**Problem:** Output, word for word, the stretch of the records from the line containing "Please place a point on the dirt" through the end of the records, both ends included, without the pictures.
************
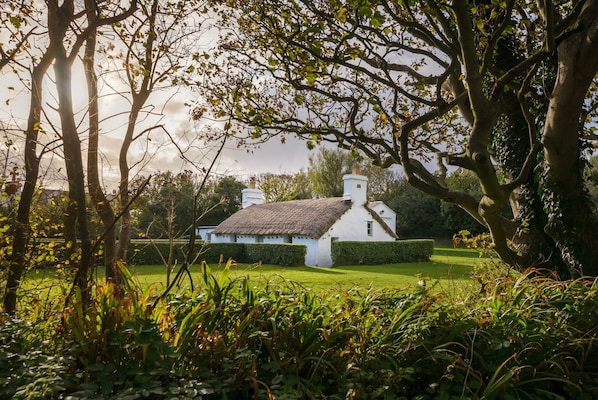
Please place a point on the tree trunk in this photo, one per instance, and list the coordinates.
(571, 222)
(98, 197)
(21, 228)
(72, 153)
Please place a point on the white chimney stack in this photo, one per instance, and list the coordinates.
(251, 196)
(355, 187)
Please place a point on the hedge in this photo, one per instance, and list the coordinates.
(373, 253)
(267, 253)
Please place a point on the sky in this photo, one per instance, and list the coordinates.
(168, 108)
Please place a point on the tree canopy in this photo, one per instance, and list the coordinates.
(499, 88)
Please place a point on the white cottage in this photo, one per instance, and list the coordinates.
(315, 223)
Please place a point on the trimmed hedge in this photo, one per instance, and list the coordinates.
(372, 253)
(268, 253)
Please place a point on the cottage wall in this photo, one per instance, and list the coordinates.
(313, 249)
(352, 226)
(223, 238)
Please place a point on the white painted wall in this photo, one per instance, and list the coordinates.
(311, 256)
(205, 233)
(247, 239)
(351, 226)
(222, 238)
(386, 213)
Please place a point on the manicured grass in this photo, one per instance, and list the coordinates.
(448, 268)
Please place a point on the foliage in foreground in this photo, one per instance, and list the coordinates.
(522, 337)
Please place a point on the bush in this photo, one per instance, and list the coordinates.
(372, 253)
(148, 253)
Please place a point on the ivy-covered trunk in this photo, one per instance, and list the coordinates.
(571, 222)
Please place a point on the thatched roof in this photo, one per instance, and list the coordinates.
(310, 218)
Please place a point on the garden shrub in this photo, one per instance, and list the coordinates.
(275, 253)
(510, 338)
(148, 253)
(373, 253)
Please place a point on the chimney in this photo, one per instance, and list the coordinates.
(355, 187)
(251, 196)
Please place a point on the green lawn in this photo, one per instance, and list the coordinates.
(448, 268)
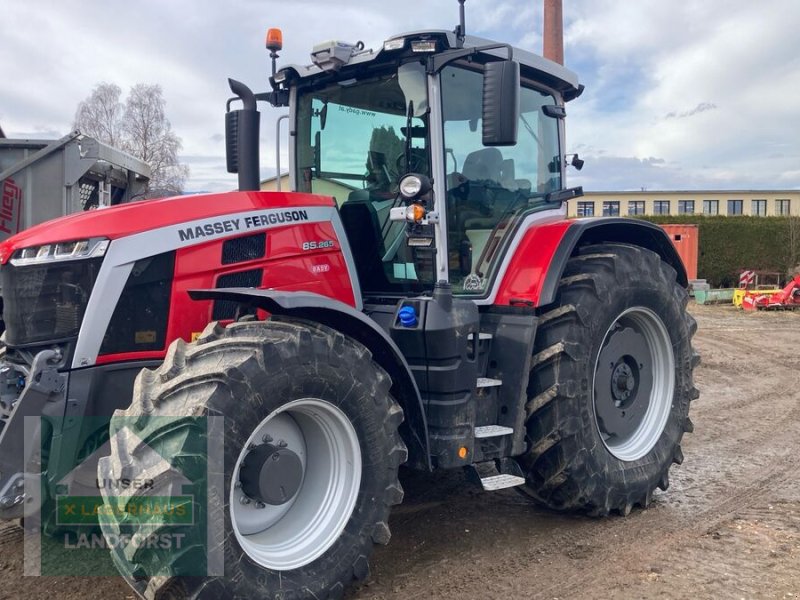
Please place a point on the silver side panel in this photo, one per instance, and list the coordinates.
(123, 253)
(537, 218)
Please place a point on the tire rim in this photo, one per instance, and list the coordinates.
(634, 383)
(299, 530)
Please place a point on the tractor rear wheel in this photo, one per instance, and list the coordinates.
(610, 384)
(311, 456)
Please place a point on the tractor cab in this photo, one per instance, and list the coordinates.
(436, 148)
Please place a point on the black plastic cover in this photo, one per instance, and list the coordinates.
(500, 103)
(46, 302)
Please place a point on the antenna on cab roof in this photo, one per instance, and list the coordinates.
(461, 29)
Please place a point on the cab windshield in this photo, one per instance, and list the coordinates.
(355, 139)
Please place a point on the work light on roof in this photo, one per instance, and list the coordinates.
(333, 55)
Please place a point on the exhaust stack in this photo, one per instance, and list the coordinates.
(242, 136)
(553, 31)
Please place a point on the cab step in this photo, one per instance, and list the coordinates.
(481, 336)
(492, 431)
(500, 482)
(484, 382)
(497, 475)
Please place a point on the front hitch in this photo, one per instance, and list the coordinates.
(20, 454)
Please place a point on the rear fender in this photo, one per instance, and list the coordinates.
(352, 323)
(540, 259)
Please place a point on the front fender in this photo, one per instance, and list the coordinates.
(352, 323)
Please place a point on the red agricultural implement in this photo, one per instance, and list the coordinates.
(788, 297)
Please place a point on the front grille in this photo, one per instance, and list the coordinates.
(226, 309)
(46, 302)
(243, 249)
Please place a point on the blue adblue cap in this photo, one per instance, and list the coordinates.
(408, 316)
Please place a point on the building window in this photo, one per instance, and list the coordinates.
(636, 207)
(661, 207)
(735, 207)
(610, 209)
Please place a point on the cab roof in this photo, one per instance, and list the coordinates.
(531, 65)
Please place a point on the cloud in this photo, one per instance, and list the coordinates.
(702, 107)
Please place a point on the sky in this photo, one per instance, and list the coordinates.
(685, 95)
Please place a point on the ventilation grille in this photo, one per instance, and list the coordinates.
(243, 249)
(226, 309)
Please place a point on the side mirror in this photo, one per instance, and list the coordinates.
(500, 103)
(241, 138)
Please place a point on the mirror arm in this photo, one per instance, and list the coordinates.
(438, 62)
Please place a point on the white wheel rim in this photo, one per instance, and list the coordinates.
(643, 435)
(298, 532)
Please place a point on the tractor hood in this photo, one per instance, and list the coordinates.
(137, 217)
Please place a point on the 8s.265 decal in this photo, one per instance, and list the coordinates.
(321, 245)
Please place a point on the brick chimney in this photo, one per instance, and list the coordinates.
(553, 31)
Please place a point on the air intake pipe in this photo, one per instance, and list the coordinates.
(242, 137)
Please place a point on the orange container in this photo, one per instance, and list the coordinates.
(686, 241)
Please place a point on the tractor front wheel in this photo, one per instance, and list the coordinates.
(311, 455)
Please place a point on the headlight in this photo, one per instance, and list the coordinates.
(414, 185)
(395, 44)
(74, 250)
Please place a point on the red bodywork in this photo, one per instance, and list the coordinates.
(530, 263)
(286, 264)
(137, 217)
(788, 297)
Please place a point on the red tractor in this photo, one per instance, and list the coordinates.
(418, 299)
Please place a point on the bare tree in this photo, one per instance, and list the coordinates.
(100, 115)
(140, 127)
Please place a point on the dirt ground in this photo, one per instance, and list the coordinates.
(728, 527)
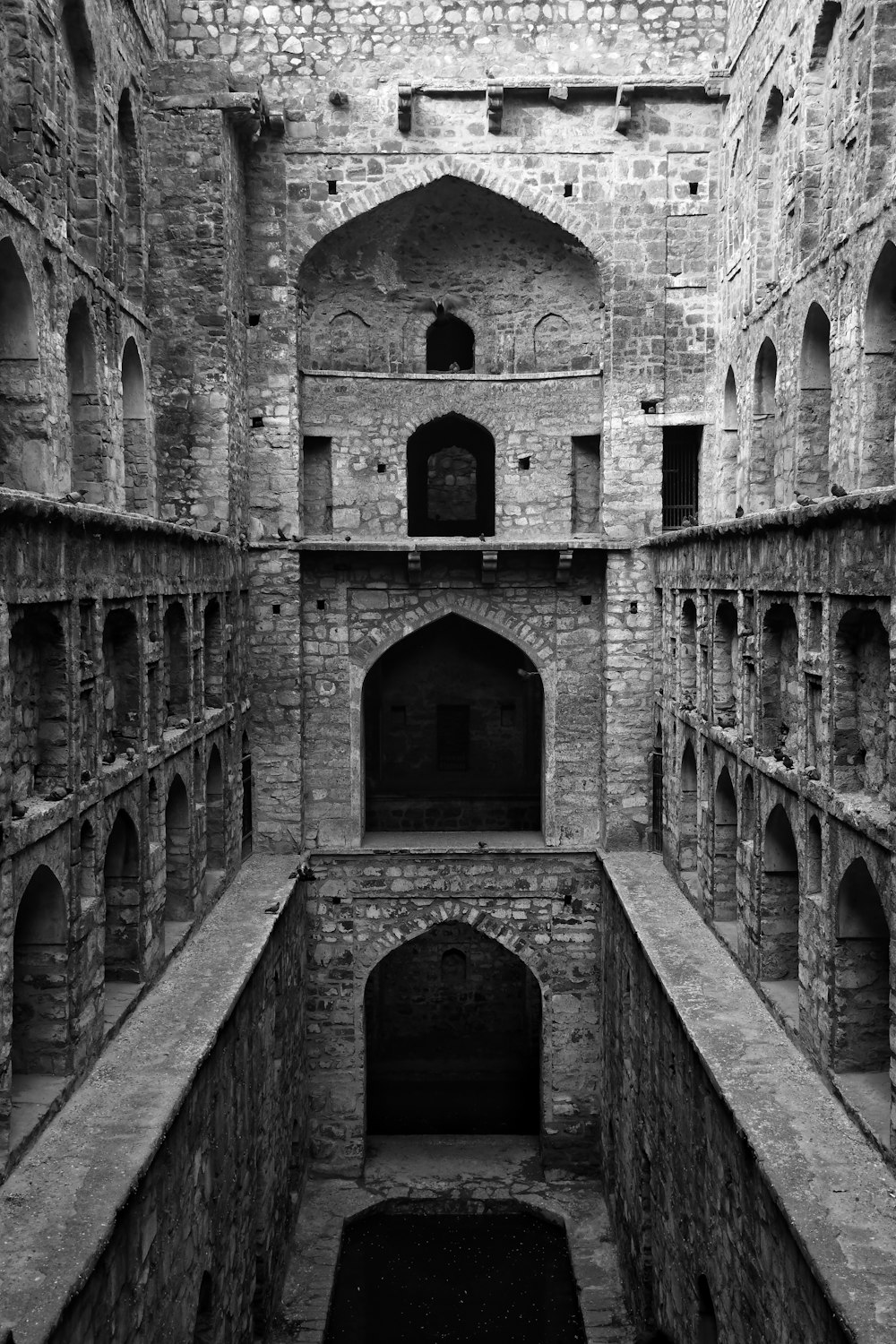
************
**Solution to this exercise:**
Please place a point on the dirt ground in this photo, one per instance, and list the coordinates.
(728, 527)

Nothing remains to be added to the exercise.